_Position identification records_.
════════════════
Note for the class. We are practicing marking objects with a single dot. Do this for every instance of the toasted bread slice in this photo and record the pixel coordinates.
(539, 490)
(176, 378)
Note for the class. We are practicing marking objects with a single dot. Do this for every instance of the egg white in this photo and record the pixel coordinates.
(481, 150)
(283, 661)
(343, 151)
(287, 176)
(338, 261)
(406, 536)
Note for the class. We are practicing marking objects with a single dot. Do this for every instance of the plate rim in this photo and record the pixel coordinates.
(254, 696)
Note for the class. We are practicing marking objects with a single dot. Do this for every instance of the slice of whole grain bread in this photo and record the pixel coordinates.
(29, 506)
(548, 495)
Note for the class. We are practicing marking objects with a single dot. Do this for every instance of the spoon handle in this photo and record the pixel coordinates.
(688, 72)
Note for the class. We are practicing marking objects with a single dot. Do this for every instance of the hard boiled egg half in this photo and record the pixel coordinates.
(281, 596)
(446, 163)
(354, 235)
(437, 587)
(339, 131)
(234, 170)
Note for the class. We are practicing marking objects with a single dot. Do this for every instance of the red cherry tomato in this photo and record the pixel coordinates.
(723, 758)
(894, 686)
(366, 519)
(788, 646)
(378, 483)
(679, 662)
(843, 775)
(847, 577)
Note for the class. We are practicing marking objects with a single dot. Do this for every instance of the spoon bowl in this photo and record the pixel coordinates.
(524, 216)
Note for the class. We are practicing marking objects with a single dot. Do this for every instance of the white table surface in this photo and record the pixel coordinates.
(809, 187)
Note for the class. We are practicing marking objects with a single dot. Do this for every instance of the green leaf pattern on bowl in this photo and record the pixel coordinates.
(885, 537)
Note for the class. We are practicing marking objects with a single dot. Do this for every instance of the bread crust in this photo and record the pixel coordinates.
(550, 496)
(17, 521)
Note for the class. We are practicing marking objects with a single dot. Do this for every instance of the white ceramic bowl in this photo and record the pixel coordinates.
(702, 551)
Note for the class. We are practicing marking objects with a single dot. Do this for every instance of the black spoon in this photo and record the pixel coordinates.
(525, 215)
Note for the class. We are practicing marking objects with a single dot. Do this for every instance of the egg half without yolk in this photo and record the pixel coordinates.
════════════════
_The exercise_.
Rewrite the records with "single dot" changed to "single point" throughout, leaving everything else as it is.

_Completed exercise_.
Note for the class. We are practicing marking objects with a single point. Do this for every instance of the toasted bread slice in this photo and record the pixel coordinates.
(539, 490)
(176, 378)
Note for the class. We are practicing marking objects with a single point. Do this for every instance of the egg white in this photo and record the pixel coordinates.
(481, 150)
(283, 661)
(343, 151)
(287, 176)
(338, 261)
(406, 536)
Note for the class. We are practicing marking objects with a single point. Do this for every instance of the plate rim in this photo and record the pixel coordinates.
(254, 696)
Note for the class. We are practicing marking objects with a single point. Do this for every instance of the slice of whole grain bread in this photo and record the pixel coordinates.
(29, 506)
(548, 495)
Note for the class. We are practicing marking objects with a single point. Do this for every instance of the spoon handle in this photo and record the pixel coordinates.
(688, 72)
Note for the class. We are practicing marking objects with a single point. Do this for every instance of the hard boiled egg half in this photo and record the pixel coordinates.
(281, 596)
(446, 163)
(354, 235)
(437, 587)
(339, 131)
(234, 170)
Note for the class. We are practicing marking objects with a single point. Do this for every instance of the red cherry tomato in this photo and record the pixel coordinates.
(723, 758)
(894, 686)
(366, 519)
(788, 646)
(378, 483)
(679, 662)
(843, 775)
(847, 577)
Note for the class. We are practicing marking objects with a single point. Do this for every instance of the spoon bowl in this photo and record the pixel coordinates.
(524, 216)
Note for the class. We are practicing marking objects with a single point. Do this for every instance of the white table surface in this photo and record the pixel coordinates.
(809, 187)
Note for the class. We are practicing marking objects with a single point. Do this for every instance of the green leaf pattern on bowl in this photo and record the pixel coordinates.
(885, 537)
Note for the class. We are practicing marking objects with a single point. Do this for every instance of the bread crust in this photo and record the pixel coordinates.
(550, 496)
(17, 521)
Note for the class. We are practicing marking objects with a single point. Do this for every instance of the white ceramic bowl in this photo and record the pixel coordinates.
(702, 551)
Note for the class. We are practicing marking objects with a single point. Do this for every instance of the black spoon in this photo and record the pixel coordinates.
(525, 215)
Note for the class. We are practicing marking objects with a single point. Do this for every instance of the egg half without yolk in this photo and record the pixel coordinates.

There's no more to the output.